__Stated task 1__.
From the article on restrictor-plate racing below, list every person it names apart from its author.

__Given passage__.
By Peter M. De Lorenzo

(Posted 4/27, 10:00AM) Detroit.
There is no form of racing I despise more than "restrictor-plate" racing. As a matter of fact, calling it racing is totally inappropriate and inaccurate. Instead, it's the most crazy and egregious form of "racertainment" as perpetrated by NASCAR, one that cheats serious injury and death each and every time it's staged. The end of last Sunday's race at Talladega could have easily resulted in a tragedy that would have swallowed the sport of racing whole. If Carl Edwards' car had not been contained by the catch fencing and went careening into the stands, we would have a modern day repeat of the disaster at the 24 Hours of Le Mans in 1955 on our hands, only potentially much worse in terms of loss of life and in terms of the massive outcry from the media-saturated world we live in. Needless to say, the aftermath would have been cataclysmic for motorsport around the globe and would have paralyzed the sport.

For historical perspective, when 84 people were killed and over 100 injured after Pierre Levegh's Mercedes-Benz SLR went into the main grandstand along the pit straight at Le Mans on that dark day, the global outcry after that horrific event almost killed racing - as it was, it adversely affected motorsport for years afterwards.

Carl Edwards is right of course, because it is NASCAR's "M.O." to be proactive when it comes to creating ingenious new ways to extricate cash from sponsors, TV networks and its paying fans, while being totally reactive when it comes to incorporating modern safety techniques and improving the actual racing itself. In 1987, when Bobby Allison's car went into the catch fencing at Talladega - tearing down almost 100 yards of it and injuring spectators with flying shrapnel - NASCAR immediately mandated smaller carburetors for the rest of the year at Talladega and Daytona, while instituting restrictor-plates for the following season at those two "big' tracks.

When Dale Earnhardt was killed at the Daytona 500 in 2001, NASCAR immediately set about to develop its "Car of Tomorrow" even though the warnings were there for years that NASCAR had lagged in incorporating modern safety technologies in their race cars.

The problem in all of this is that NASCAR never gets out in front of any of these crucial decisions, it's always being forced to act after the fact, or after a set of circumstances presents itself that is simply too intolerable to allow to continue, let alone contemplate.

__Record list__.
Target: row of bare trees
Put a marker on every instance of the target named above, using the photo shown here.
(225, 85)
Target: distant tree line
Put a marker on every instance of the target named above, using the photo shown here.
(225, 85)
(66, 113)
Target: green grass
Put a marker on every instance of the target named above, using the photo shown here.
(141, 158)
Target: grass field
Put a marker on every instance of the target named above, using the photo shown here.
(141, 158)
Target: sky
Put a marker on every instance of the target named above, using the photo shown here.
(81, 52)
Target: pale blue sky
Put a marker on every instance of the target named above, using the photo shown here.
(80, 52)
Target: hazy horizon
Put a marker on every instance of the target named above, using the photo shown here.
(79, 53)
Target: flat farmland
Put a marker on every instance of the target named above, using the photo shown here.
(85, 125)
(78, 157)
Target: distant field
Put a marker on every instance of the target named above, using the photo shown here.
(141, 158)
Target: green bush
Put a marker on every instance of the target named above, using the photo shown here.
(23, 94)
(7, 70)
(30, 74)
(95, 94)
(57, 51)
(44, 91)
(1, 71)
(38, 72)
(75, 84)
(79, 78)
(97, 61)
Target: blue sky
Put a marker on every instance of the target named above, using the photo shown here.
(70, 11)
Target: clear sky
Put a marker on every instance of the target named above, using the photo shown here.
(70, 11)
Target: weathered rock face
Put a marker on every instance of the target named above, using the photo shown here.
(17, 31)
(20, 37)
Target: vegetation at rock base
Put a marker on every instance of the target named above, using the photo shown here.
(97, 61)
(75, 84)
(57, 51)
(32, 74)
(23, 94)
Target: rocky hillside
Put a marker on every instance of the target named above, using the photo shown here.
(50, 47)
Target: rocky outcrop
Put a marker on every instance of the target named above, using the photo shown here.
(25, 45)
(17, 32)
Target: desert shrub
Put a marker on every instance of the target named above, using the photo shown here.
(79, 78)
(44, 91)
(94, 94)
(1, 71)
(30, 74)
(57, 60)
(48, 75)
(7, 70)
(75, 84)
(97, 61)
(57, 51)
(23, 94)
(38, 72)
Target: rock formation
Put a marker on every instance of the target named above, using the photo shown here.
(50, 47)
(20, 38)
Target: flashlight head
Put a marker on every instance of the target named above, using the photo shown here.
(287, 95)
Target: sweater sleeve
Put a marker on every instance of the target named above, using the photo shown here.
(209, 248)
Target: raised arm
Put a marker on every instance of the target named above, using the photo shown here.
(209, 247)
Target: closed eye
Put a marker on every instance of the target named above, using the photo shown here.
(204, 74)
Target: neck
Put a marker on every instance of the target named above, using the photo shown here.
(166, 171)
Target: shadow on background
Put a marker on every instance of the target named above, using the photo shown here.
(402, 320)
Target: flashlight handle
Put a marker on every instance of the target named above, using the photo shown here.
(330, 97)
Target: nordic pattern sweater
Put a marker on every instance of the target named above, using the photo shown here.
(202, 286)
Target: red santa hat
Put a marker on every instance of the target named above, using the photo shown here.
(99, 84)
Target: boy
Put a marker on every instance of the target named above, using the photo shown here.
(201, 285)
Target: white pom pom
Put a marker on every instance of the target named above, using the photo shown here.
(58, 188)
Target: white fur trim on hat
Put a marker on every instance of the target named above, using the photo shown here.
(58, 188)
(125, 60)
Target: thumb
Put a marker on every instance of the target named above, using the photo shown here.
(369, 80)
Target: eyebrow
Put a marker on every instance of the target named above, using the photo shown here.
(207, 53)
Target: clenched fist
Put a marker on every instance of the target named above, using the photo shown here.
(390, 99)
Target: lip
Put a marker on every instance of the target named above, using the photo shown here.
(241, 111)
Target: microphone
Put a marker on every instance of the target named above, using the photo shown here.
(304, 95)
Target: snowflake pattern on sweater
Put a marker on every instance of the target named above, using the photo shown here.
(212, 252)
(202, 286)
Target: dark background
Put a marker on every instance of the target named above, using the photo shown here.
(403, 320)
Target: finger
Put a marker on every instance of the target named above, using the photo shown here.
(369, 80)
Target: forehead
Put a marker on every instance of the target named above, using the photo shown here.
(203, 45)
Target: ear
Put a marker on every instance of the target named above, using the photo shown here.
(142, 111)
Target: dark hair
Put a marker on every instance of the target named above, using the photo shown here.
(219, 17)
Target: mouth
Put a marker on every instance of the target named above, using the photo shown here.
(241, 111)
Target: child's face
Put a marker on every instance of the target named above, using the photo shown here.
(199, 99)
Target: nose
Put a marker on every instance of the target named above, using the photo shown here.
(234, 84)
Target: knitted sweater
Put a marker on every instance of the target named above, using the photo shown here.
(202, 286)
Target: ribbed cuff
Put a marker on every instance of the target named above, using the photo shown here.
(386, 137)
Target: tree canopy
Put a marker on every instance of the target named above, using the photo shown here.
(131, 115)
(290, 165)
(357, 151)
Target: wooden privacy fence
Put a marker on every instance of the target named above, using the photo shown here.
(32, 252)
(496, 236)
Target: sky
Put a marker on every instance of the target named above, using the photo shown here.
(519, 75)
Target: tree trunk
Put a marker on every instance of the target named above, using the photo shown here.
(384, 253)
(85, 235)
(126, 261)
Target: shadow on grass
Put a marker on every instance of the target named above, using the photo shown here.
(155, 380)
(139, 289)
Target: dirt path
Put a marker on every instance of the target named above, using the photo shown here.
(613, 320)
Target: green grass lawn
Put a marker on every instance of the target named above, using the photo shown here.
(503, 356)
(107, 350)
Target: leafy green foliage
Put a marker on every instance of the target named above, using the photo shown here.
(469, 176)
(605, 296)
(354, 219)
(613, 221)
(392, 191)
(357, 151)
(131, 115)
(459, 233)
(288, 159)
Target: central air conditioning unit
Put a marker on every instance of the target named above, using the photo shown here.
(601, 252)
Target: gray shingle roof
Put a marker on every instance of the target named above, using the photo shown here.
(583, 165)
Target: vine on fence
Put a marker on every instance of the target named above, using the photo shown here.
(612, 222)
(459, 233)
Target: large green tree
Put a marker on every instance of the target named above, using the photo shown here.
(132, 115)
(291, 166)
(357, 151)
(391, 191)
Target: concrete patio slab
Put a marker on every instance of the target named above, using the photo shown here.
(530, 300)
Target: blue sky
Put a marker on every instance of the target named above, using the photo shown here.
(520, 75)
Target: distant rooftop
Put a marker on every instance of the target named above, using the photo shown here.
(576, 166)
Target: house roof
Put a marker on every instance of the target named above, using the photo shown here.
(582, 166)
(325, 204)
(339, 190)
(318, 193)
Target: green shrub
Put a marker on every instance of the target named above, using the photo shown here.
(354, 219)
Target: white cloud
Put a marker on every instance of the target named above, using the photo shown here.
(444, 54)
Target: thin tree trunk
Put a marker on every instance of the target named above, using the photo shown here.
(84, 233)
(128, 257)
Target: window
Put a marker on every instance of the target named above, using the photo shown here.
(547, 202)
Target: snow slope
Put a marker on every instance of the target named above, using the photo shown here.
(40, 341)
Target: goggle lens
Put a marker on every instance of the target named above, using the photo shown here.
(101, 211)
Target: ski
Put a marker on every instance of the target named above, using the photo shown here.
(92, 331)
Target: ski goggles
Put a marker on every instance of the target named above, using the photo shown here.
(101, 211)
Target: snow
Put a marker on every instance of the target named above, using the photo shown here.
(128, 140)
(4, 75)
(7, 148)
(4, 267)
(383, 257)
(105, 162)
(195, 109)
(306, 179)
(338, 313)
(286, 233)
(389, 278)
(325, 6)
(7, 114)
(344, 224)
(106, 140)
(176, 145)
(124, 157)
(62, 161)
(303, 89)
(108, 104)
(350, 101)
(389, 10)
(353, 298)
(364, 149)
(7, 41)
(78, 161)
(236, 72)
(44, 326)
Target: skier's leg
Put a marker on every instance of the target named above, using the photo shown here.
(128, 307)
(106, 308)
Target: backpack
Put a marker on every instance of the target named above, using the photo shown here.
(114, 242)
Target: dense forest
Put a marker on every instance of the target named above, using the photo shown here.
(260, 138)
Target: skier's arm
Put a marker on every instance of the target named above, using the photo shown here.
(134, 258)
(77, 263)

__Stated task 2__.
Pull out every line of the entries above that contains the string "shadow", where case counts.

__Result 1__.
Carl Edwards, Pierre Levegh, Bobby Allison, Dale Earnhardt

__Result 2__.
Target: shadow on background
Target: shadow on grass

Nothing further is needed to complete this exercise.